ТЕКСТ ОТРЫВКА:
- - - -

И я ставлю этот вопрос. Ни ты, ни кто другой не уйдёт от него. Цель моей жизни его ставить. И вы никакими телефонами и паровыми машинами от меня не отделаетесь, потому что вопрос этот ставлю не я, а жизнь, которая летит в бездну!
Скажешь: старо, не ново! Конечно. Но я убеждён, – почти прокричал Матвеев, – что до меня никто так глубоко и так мучительно не переживал этого! И я верю, что всё, что я перестрадал, поможет мне поставить перед человечеством этот вопрос в новой силе и новой правде!.. Мир содрогнётся от ужаса этой правды и… спасётся!..»
Террор и бессмертие[23]
I
Террор и бессмертие – вот два слова, которые невольно напрашиваются на сопоставление! В них есть какая-то глубокая, знаменательная связь. Перед вами встаёт во весь рост грозный, беспощадный призрак смерти, со всеми страданиями, со всей бесконечной вереницей самых мучительных вопросов, самых роковых недоумений, – встают великие тени добровольно вошедших на эшафот и безмолвно, но властно говорят об этой глубочайшей связи бессмертия и террора.
Какой религиозный смысл в геройстве этих добровольных мучеников, часто презирающих религию как самый нелепый предрассудок, считающих бессмертие за сказку?
Убивая должностное лицо, многие из них считали принципиально недопустимым обращаться в бегство. Спиридонова, ранив Луженовского, приставила револьвер к виску, чтобы покончить с собой422.
Значит, не было у них надежды на собственное спасение, не было у них мысли, что они когда-нибудь увидят народ, спасённый рукою их. Зачем же, зачем они, эти атеисты, материалисты, лишали себя того, что для их сознания имеет высшее и всеопределяющее значение, – зачем они лишали себя своей собственной жизни?
Разве они, в своих головных теориях, не полагали в основу всяких человеческих действий – эгоистическое начало?423 Разве они не напрягали всех сил своих, чтобы «житейским» пошлым себялюбием – всё, мол, для себя – объяснить свои идеальные порывы? Зачем же, кому они принесли в жертву самую первую основу всякого эгоизма? Где же то я, которому они отдали, по их мнению, единственное я своё, в виде земной своей оболочки?

- - - -

УСЛОВИЯ УПРАЖНЕНИЯ:
(1) Что сделала Спиридонова, ранив Луженовского, согласно отрывку о терроре и бессмертии?
(2) Перепечатайте из отрывка о терроре и бессмертии фрагмент от «Убивая должностное лицо, многие» до «своей собственной жизни?» включительно.

ДАННЫЕ:
- - - -

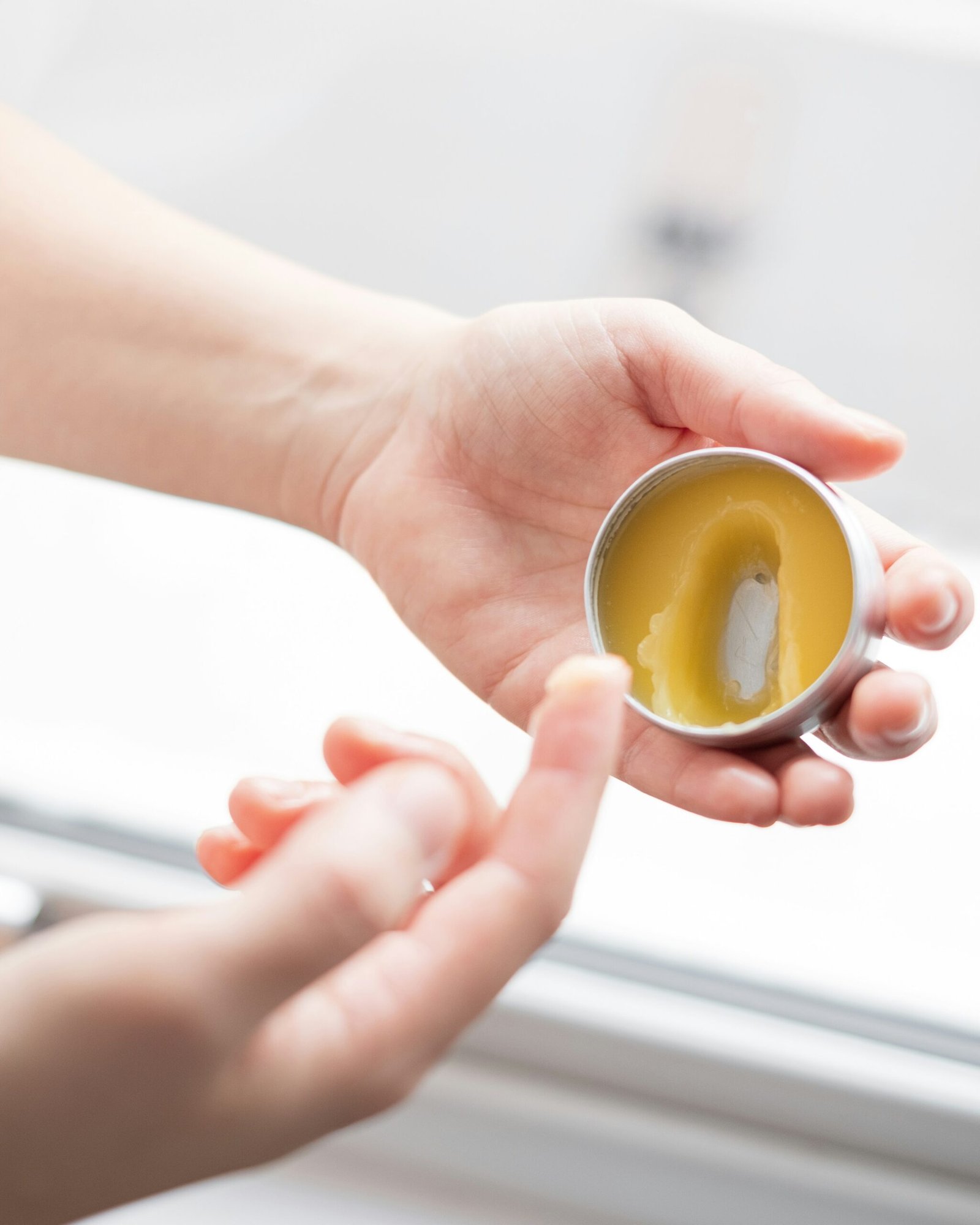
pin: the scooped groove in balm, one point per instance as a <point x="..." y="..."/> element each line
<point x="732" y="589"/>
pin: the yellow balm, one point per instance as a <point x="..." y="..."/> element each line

- - - -

ОТВЕТЫ ПО ЗАДАНИЯМ:
(1) Она приставила револьвер к виску, чтобы покончить с собой.

(2)
Убивая должностное лицо, многие из них считали принципиально недопустимым обращаться в бегство. Спиридонова, ранив Луженовского, приставила револьвер к виску, чтобы покончить с собой422.
Значит, не было у них надежды на собственное спасение, не было у них мысли, что они когда-нибудь увидят народ, спасённый рукою их. Зачем же, зачем они, эти атеисты, материалисты, лишали себя того, что для их сознания имеет высшее и всеопределяющее значение, – зачем они лишали себя своей собственной жизни?